The author proposes a numerical algorithm to perform a highly-resolved spectral transform of a temporal function of limited resolution. The spectral magnitude is determined by finding the magnitude of the Coefficient of Determination of the function as compared with a given sinusoidal function; this represents the independent spectral value as a function of the sinusoidal frequency. Rather than the spectral domain being proportional to the time step, the user defines exactly which frequencies are necessary to investigate. The spectral domain can be as large or as resolved as is necessary; the resolution possible is limited only by the abilities of the computer performing the transform.

2. Spectral Transform

The transform starts by first determining the peak total range of the data in the temporal domain; this range will become the base amplitude of the spectral series. The computer then generates a series of sine and cosine functions at each frequency within the spectral domain, and compares each of these sinusoidal functions to the temporal data to be transformed. In the comparison, a coefficient of determination is found and saved. To accommodate fluctuations in phase, each frequency generates both a sine and cosine function; this ultimately results in real and imaginary spectral components. Finally, the magnitudes of the coefficient of determination data are normalized, and the result is an accurate spectral representation of the temporal function.

The Fourier Transform is one of the most utilized mathematical transforms in science and engineering. By definition, a Fourier Transform will take a given function and represent it by a series of sinusoidal functions of varying frequencies and amplitudes. Analytically, the spectral function $F\left(\omega \right)$ is represented as [1,2]

$$\begin{array}{ccc}\hfill F\left(\omega \right)& =& {\int }_{-\infty }^{\infty }f\left(t\right)·e^{-2\mathsf{\pi }·i·t·\omega }dt,\hfill \end{array}$$

(1)

where i is the imaginary term ($i=\sqrt{-1}$), f(t) is any temporal function of t to be transformed, and $\omega$ (rad/s) represents the frequency of each sinusoidal function. The inverse of this function is

$$\begin{array}{ccc}\hfill f\left(t\right)& =& {\int }_{-\infty }^{\infty }F\left(\omega \right)·e^{2\mathsf{\pi }·i·t·\omega }d\omega .\hfill \end{array}$$

(2)

Conceptually, the spectral function $F\left(\omega \right)$ represents the amplitudes of a series of sinusoidal functions of discrete frequencies ${\omega }_k$ (rad/s)

$$\begin{array}{ccc}\hfill f\left(t\right)& =& {\Sigma }_{k=0}^{\infty }F\left({\omega }_k\right)·\sin \left({\omega }_k·t\right).\hfill \end{array}$$

(3)

**Aim of the exercise**
In the text on spectral transforms, list every symbol defined in the sentence that follows equation (1), and give what each one represents. None of the entries are needed.

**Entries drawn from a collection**
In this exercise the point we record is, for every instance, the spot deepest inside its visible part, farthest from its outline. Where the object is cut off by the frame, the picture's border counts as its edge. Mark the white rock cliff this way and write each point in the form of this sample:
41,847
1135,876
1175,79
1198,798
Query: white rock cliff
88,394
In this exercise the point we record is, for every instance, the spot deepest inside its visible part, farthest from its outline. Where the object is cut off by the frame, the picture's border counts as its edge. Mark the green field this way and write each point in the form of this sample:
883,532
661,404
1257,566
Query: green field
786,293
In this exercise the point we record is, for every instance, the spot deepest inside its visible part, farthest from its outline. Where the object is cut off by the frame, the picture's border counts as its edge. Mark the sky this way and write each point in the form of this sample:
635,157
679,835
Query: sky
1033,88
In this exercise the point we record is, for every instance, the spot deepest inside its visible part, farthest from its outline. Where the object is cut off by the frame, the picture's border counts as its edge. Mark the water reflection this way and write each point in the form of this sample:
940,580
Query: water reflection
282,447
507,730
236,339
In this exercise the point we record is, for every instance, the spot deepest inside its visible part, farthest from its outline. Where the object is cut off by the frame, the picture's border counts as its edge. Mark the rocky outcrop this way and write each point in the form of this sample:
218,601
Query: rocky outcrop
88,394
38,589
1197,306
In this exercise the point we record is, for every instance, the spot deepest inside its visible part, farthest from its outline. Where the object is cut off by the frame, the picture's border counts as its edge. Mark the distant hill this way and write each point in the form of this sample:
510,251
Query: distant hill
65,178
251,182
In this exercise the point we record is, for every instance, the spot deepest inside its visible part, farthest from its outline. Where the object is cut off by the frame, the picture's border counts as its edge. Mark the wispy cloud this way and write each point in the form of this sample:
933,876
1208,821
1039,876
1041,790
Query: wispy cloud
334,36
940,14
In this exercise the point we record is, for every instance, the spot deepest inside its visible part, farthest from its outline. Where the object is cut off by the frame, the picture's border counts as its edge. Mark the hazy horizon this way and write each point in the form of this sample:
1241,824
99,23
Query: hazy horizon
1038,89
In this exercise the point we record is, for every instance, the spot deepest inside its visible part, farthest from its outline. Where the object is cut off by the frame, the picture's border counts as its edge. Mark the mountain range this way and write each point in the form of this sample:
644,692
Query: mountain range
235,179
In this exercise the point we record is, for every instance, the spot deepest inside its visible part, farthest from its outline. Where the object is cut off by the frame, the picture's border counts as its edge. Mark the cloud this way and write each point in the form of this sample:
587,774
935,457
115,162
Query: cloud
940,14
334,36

**Output**
- i: the imaginary term (i = √−1)
- f(t): any temporal function of t to be transformed
- ω (rad/s): the frequency of each sinusoidal function